> _PROBLEM TO SOLVE_
Pick out every line in the items below that contains the string "iguana" and copy each such line. Case counts.

> _MATERIAL TO PROCESS_
■ ■ ■ ■ ■
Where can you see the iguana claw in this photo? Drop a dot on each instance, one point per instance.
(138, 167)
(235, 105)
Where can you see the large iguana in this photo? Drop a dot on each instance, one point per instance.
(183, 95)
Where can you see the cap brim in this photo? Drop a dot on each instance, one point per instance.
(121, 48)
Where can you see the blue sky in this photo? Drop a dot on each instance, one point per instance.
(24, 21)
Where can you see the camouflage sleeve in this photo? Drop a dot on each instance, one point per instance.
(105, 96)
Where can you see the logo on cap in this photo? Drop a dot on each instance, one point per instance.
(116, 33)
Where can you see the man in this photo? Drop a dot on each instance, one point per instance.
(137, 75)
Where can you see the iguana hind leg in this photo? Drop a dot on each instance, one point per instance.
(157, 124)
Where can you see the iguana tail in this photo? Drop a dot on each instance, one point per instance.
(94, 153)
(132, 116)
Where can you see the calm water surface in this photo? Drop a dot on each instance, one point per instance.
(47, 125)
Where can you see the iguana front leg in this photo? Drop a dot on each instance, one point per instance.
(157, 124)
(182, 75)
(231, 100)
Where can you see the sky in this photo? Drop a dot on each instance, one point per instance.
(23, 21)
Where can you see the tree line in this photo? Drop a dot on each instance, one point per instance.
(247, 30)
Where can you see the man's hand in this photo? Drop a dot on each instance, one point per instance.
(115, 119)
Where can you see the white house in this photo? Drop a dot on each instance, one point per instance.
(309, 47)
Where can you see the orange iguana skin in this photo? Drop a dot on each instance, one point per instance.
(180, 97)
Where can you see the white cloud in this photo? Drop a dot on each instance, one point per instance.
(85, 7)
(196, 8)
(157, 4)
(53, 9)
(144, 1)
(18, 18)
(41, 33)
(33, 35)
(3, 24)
■ ■ ■ ■ ■
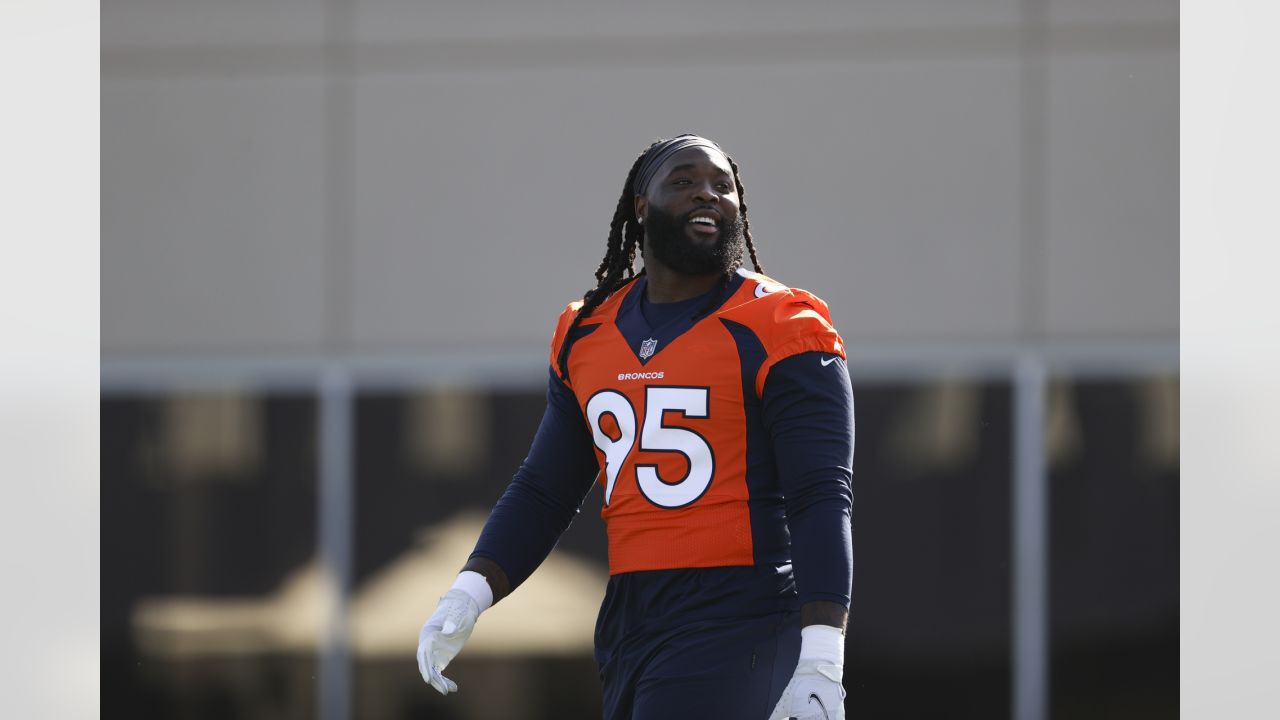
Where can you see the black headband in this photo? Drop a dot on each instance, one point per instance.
■ ■ ■ ■ ■
> _TASK SOLUTION_
Where can you see the iguana claw in this photo? Drop a dot on each instance, one point per instance.
Where can you see the large iguana in this photo? Drop a dot on each instance, one point per instance.
Where can you see the iguana hind leg in this photo? Drop a dot on each instance, one point per instance.
Where can you see the iguana tail in this photo? Drop a dot on each instance, one point per instance.
Where can you see the iguana front leg in this photo? Drop a dot on each instance, one point per instance.
Where can you see the orange iguana skin in this photo? Drop a dot on each instance, one point per instance.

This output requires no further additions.